(INSTRUCTIONS FOR THE TASK) Copy every one of these rows word for word, leaving out the pictures.

[Region labeling rows]
%%

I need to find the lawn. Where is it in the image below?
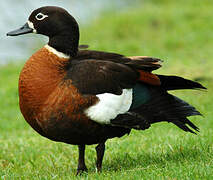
[0,0,213,179]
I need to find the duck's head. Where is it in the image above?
[7,6,79,56]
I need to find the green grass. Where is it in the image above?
[0,0,213,179]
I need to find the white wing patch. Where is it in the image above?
[85,89,132,124]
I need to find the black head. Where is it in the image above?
[7,6,79,56]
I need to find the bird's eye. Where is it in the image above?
[35,13,48,21]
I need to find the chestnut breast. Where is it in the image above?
[19,48,104,143]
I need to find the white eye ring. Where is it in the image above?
[35,13,48,21]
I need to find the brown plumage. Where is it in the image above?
[8,6,205,174]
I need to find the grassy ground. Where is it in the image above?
[0,0,213,179]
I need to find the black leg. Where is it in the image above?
[95,141,105,172]
[77,145,87,175]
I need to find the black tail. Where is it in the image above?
[132,86,204,134]
[158,75,206,90]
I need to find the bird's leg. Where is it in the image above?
[95,141,105,172]
[77,145,87,175]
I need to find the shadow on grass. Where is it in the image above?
[100,148,206,172]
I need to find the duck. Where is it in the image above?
[7,6,206,174]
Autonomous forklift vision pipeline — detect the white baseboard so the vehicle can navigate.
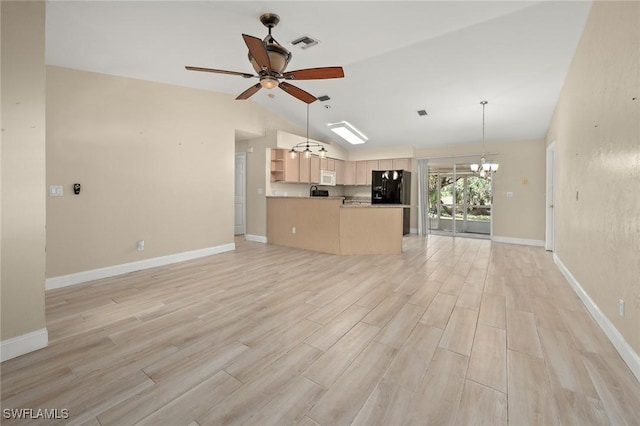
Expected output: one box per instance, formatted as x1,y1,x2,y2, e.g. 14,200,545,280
553,253,640,380
44,243,236,290
0,328,49,362
491,235,544,247
244,234,267,244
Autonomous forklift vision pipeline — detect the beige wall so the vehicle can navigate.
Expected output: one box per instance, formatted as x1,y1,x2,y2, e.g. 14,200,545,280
0,1,46,340
47,66,298,277
416,140,546,243
547,1,640,354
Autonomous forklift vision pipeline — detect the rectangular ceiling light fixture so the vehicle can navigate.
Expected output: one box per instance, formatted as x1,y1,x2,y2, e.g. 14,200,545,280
327,121,369,145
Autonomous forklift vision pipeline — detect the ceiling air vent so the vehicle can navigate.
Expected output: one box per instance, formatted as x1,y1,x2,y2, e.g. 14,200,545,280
291,35,320,49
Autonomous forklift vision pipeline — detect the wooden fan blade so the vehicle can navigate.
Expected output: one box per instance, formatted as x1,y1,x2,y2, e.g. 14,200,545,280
236,83,262,100
278,81,317,104
282,67,344,80
242,34,271,72
185,67,256,78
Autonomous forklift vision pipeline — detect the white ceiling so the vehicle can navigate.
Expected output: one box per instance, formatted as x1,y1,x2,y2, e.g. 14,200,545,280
46,0,591,153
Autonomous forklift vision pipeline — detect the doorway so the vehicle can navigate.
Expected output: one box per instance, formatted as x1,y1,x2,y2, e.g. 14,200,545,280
234,152,247,235
544,141,556,251
426,162,493,238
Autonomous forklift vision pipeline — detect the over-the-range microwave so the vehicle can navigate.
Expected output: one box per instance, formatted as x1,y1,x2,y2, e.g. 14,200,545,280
320,170,336,186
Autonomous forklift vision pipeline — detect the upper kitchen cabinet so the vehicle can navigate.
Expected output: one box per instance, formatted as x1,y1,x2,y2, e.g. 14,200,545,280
355,161,367,185
378,159,395,170
298,154,320,184
271,148,300,183
309,155,320,184
334,160,344,185
366,160,380,185
320,157,338,172
391,158,411,170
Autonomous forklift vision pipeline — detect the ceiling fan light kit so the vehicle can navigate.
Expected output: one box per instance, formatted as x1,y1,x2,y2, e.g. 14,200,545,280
185,13,344,104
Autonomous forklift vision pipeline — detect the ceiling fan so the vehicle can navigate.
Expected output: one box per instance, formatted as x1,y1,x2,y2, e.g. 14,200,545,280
185,13,344,104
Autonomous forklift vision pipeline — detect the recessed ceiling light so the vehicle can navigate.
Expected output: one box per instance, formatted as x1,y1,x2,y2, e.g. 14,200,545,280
327,121,369,145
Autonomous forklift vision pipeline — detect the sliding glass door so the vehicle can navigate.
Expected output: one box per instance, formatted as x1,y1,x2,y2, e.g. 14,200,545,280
425,162,492,237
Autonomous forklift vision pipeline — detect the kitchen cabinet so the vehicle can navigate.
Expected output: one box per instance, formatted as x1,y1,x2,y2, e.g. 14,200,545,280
271,148,300,183
298,154,311,183
392,158,411,171
355,161,364,185
309,155,320,185
320,157,336,172
334,160,346,185
344,161,356,185
366,160,380,185
378,159,395,170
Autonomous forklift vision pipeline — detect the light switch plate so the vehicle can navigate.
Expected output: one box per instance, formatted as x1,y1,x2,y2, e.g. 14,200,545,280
49,185,63,197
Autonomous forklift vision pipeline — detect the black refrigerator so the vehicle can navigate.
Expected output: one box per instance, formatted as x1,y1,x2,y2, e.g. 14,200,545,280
371,170,411,235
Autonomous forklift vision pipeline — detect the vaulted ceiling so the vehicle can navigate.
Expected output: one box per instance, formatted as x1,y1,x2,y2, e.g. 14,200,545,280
46,0,591,153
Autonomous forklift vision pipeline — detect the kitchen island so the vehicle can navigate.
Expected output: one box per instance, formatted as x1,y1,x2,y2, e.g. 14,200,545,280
267,196,408,254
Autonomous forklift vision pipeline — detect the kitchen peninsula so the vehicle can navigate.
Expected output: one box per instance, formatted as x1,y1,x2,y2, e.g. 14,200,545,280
267,196,408,254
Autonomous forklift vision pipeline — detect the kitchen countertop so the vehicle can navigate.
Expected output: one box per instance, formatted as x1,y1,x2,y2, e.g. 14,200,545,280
341,203,411,209
267,195,344,200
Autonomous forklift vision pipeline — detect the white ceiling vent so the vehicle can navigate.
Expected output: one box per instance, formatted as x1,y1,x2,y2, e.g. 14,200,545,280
291,35,320,49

%%

(SOLUTION TO THE EXERCISE)
I need to find the lawn. Where is it in the image below?
[0,0,213,179]
I need to find the duck's head. Where is it in the image above?
[7,6,79,56]
I need to find the green grass. Where is it in the image above?
[0,0,213,179]
I need to find the white wing patch. Where is it in the image above?
[85,89,132,124]
I need to find the black head. Where is it in the image above?
[7,6,79,56]
I need to find the bird's eye. Where is it in the image above?
[35,13,48,21]
I need to find the chestnut breast. Where is it in the image above?
[19,48,104,143]
I need to find the white eye ring. Where is it in the image above?
[35,13,48,21]
I need to find the brown plumage. Where is it in the image above?
[8,6,205,174]
I need to find the grassy ground. Where is it in the image above?
[0,0,213,179]
I need to find the black leg. Where is it in the image above?
[95,141,105,172]
[77,145,87,175]
I need to find the black tail. Where is it in the image above?
[132,86,204,134]
[158,75,206,90]
I need to find the bird's leg. Where is it in the image above?
[95,141,105,172]
[77,145,87,175]
I need to find the shadow on grass. Where is it in the image above?
[100,148,206,172]
I need to find the duck. Where is it in the image above?
[7,6,206,174]
Autonomous forklift vision pipeline — detect the white baseboard so the vehicle can navigate.
Expected output: one box per instance, formatted as x1,y1,x2,y2, e.g. 14,200,545,280
553,253,640,380
44,243,236,290
0,328,49,362
491,235,544,247
244,234,267,244
Autonomous forklift vision pipeline — detect the beige wall so the vehicle can navigate.
Expected output: one box per instance, formatted as x1,y1,x2,y2, e.g. 14,200,545,280
0,1,46,340
47,66,298,277
416,140,546,243
547,1,640,354
Autonomous forklift vision pipeline — detect the rectangular ceiling light fixture so the vehicle can navigate.
Expected output: one box per instance, formatted as x1,y1,x2,y2, e.g. 14,200,545,280
327,121,369,145
Autonomous forklift vision pipeline — detect the ceiling air vent so the vehicle can navigate.
Expected output: one box per instance, formatted as x1,y1,x2,y2, e.g. 14,200,545,280
291,35,320,49
Autonomous forklift vision pipeline — detect the wooden fan blade so the vehicle can navigate.
Expected output: one box per instance, formatted as x1,y1,x2,y2, e.g. 14,200,545,280
236,83,262,100
278,81,317,104
282,67,344,80
242,34,271,72
185,67,256,78
Autonomous forklift vision pipeline — detect the white ceiling so the vehicle can navigate.
Expected output: one box per instance, formatted as x1,y1,x2,y2, e.g. 14,200,545,280
46,0,591,153
Autonomous forklift vision pipeline — detect the doorway so the vehicle can navigate.
Expected output: one box per instance, formatted as x1,y1,x2,y2, e.g. 14,200,545,280
234,152,247,235
544,141,556,251
426,162,493,238
Autonomous forklift vision pipeline — detect the over-the-range microwave so the vehicle can navigate.
Expected output: one box per instance, formatted as x1,y1,x2,y2, e.g. 14,200,545,280
320,170,336,186
Autonomous forklift vision pipeline — detect the upper kitchen cabinet so the vehicle can navigate.
Expected output: one box per instance, formatted as x1,y1,x2,y2, e.g. 14,200,545,280
355,161,367,185
378,159,395,170
298,154,320,184
271,148,300,183
309,155,320,184
334,160,344,185
366,160,380,185
320,157,338,172
391,158,411,170
Autonomous forklift vision pipeline — detect the ceiling fan light kit so the vehicle can navigate.
Expected output: one box per instance, formatted as x1,y1,x2,y2, e.g. 14,200,545,280
185,13,344,104
Autonomous forklift vision pipeline — detect the ceiling fan so the vehicle can navigate.
Expected output: one box per instance, formatted as x1,y1,x2,y2, e.g. 14,200,545,280
185,13,344,104
Autonomous forklift vision pipeline — detect the recessed ceiling light so the vehicle can navigate.
Expected output: one box per instance, formatted as x1,y1,x2,y2, e.g. 14,200,545,280
327,121,369,145
Autonomous forklift vision pipeline — detect the sliding glass door so the vehicle can navigate.
Expected output: one box per instance, formatted as x1,y1,x2,y2, e.g. 14,200,545,280
425,162,492,237
Autonomous forklift vision pipeline — detect the kitchen cabinet so the vehicle can navigate.
Expected output: one box per instance, formatted as x1,y1,x2,y2, e.g. 14,200,545,280
271,148,300,183
298,154,311,183
392,158,411,171
355,161,364,185
309,155,320,185
320,157,336,172
334,160,346,185
344,161,356,185
366,160,380,185
378,159,395,170
Autonomous forklift vision pipeline — detect the light switch plate so the vehicle can navigate.
Expected output: one box per instance, formatted as x1,y1,x2,y2, e.g. 14,200,545,280
49,185,63,197
Autonomous forklift vision pipeline — detect the black refrigerator so the vehicle can navigate.
Expected output: one box per instance, formatted as x1,y1,x2,y2, e.g. 14,200,545,280
371,170,411,235
Autonomous forklift vision pipeline — detect the vaulted ceiling so the vehicle can navigate.
Expected output: one box per instance, formatted as x1,y1,x2,y2, e.g. 14,200,545,280
46,0,591,153
Autonomous forklift vision pipeline — detect the kitchen island so the vehicle can navigate.
Expected output: one box per instance, formatted as x1,y1,x2,y2, e.g. 14,200,545,280
267,196,408,254
Autonomous forklift vision pipeline — detect the kitchen peninsula so the vehicle can navigate.
Expected output: one box per instance, formatted as x1,y1,x2,y2, e.g. 14,200,545,280
267,196,408,254
Autonomous forklift vision pipeline — detect the kitchen countertop so the vehicle can navigate.
Expected output: one box per instance, formatted as x1,y1,x2,y2, e.g. 14,200,545,280
341,203,411,209
267,195,344,200
Autonomous forklift vision pipeline — detect the white ceiling vent so the vehicle can navigate.
Expected output: one box per instance, formatted as x1,y1,x2,y2, e.g. 14,200,545,280
291,35,320,49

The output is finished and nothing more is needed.